Brief: Return each line of the data below verbatim; pictures are to be left out.
........
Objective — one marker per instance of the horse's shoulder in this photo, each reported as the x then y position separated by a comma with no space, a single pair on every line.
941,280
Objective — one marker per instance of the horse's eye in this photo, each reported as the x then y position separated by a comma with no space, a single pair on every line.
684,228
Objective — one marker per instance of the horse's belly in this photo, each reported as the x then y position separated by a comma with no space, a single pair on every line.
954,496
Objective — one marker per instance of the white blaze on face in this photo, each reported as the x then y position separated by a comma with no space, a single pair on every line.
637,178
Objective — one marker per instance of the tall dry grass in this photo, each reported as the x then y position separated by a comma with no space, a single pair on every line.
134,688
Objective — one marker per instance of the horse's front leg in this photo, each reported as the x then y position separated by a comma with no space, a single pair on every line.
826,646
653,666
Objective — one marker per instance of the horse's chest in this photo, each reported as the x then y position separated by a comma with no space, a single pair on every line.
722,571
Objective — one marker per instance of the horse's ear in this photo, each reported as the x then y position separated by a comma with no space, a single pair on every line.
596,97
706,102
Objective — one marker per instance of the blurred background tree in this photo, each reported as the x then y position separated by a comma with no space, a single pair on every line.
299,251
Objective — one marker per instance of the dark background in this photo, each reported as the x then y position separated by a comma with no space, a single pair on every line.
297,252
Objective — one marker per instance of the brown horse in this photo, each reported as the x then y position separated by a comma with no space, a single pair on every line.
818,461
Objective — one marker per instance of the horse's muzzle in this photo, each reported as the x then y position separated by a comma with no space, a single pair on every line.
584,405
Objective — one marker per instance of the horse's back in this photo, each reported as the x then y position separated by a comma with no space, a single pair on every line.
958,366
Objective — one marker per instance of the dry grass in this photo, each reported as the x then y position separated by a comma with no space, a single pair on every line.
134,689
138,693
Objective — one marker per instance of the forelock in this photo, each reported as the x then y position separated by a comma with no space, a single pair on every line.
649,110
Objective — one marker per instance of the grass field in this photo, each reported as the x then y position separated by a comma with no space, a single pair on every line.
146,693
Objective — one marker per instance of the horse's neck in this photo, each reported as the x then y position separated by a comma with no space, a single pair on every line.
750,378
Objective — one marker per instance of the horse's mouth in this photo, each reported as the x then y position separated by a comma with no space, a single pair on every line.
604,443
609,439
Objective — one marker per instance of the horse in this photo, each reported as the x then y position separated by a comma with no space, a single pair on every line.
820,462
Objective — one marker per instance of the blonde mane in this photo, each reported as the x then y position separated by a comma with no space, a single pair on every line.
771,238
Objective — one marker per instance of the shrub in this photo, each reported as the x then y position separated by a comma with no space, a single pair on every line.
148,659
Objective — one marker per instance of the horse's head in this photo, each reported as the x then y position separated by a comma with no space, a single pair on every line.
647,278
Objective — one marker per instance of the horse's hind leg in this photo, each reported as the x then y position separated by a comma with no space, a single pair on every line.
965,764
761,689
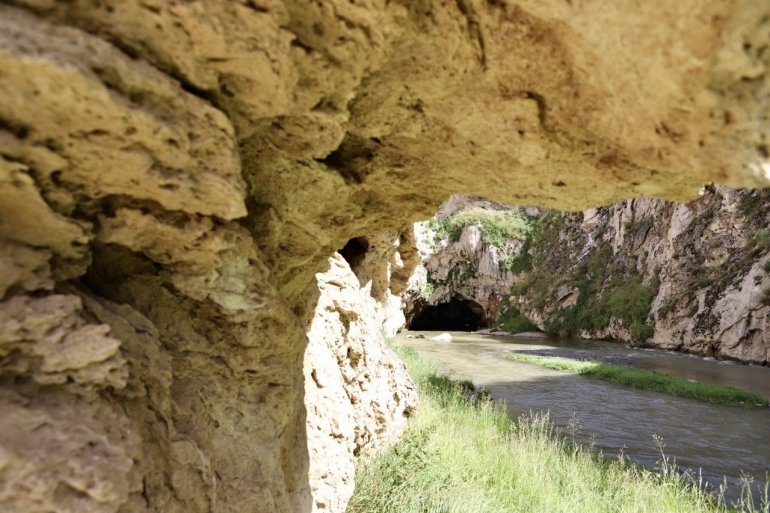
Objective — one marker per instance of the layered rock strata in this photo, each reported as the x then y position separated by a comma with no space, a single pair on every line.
173,176
692,277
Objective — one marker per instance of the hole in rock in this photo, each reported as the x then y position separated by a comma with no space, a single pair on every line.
456,315
354,251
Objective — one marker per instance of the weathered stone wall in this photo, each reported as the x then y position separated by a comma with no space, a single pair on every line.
173,176
699,267
357,392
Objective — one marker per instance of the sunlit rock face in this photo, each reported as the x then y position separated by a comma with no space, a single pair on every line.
174,175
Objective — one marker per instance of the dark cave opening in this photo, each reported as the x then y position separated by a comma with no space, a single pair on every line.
457,315
355,251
........
Result:
Objective — one marker per instance of the horse's shoulder in this photo, each reported as the x then y position separated by a comma with no space, a single pair on every line.
941,280
Objective — one marker per instance of the horse's eye in this photo, each reported as the x then y position separated by a comma with no space, a single pair on every line.
684,228
Objective — one marker per instance of the horse's belly in this photo, each reported as the x then y position separated by a comma with no space, a single pair on every line.
954,496
Objective — one marker per instance of the white blaze on face in this photo, each reported as the x then y position separated by a comma with no space, a single pair on every line.
637,178
Objective — one marker per instance of the tall dry grass in this photo, each reported as the x then y position separated by a comma with no space, a single pair on every line.
134,688
Objective — one marker per instance of the horse's front leg in this photo, each reported as the x then y position separated by a comma with no space, a single pair on every line.
826,646
653,666
Objective — one marker per instance of the horse's chest in this photo, each reported as the x then y position separated by a comma with no space, a single pair on every line.
722,571
Objective — one marker per instance of the horse's ear in this photo, each reported as the x then y position separated by a comma with no space, a single pair on every line.
596,97
706,102
Objective — one marker per instance of the blurred background tree in this photo, each reported as the x then y position separated by a comma with no space, a single pair on every line.
299,251
Objective — one marker per instance of the dark background in this photo, each reported as the x then y position separated by a comma with no space, a single pair on every line.
297,252
Objective — one marker per instance of the brown horse in this photo, each reported as the x then y position separated by a comma with no space, a single pair on every line.
818,461
Objective — one marker per instance of the horse's muzzle in this photo, each reported as the x then y position separated by a comma with no space, a single pair on every line.
584,405
Objective — one marker per instance of the horse's back in this photo, each reported as the x then y position separated by a comma with no space, a single pair on every line.
958,366
Objective — one marker per instance of the dry grass in this photo, each reported as the x then y position separated by a comma with no space, a single pair on every line.
134,689
138,693
Objective — one marker per instance of the forelock in this photo, each reported as the x then y position separated by a comma with no space, a single pair on every line.
649,110
Objective — one marker per instance of the grass field in this photo, each reported as the x then y position separated by a comma with no space, a single pair on every line.
146,693
Objective — one marker per instance of the horse's neck in this photo, each reported as the x then y position separated by a comma with no space, a single pair on every line.
750,378
Objective — one marker per instance of the horse's mouth in this photo, each reported as the x then y position separated by a comma with no space, a single pair on every line.
604,443
609,439
Objective — one marker per instance of the horse in this photo, each reported as the x then y position separated by a comma with no space, a single pair on every line.
820,462
Objective — one marker per instance of the blonde mane in this photo, each reported as the x then y position separated by a comma with no space, a single pair on every line.
771,238
Objective — one marker per instance of the shrub in this photo, each reported as the x then y position separated by a comma with no space, a single pair on every line.
148,659
Objective — one marker per instance of the horse's head in this photo, each reported as the x then y position separated by a comma with no space, a single pair on every line.
647,278
Objective — one marker per instance of the horse's hind leg in this photo, each reported as the x then y position separated by a comma with no space, a single pair on every line.
965,764
761,689
Objective — one marker per instance of the layered rock strata in this photo, each reported as the x then y position separated by a comma with no space, a single pair on every line.
173,176
692,277
Objective — one marker per instance of the hole in rock in this photo, each reported as the x then y position separated by a comma with no space, a single pair on every line.
456,315
354,251
Objective — one marker per instance of the weathered stone wall in this photo, each reported as the x then y position separated by a comma with no space, a single pair on every line.
173,176
699,267
357,392
Objective — one marker per instance of the sunlit rock face in this photo, each reported as the x then y position separated by a comma with no space, a single pair on every line.
174,175
Objective — one marker per instance of the dark cave opening in this photo, each reported as the x then y position separated by a comma with no space, a single pair on every line.
457,315
355,251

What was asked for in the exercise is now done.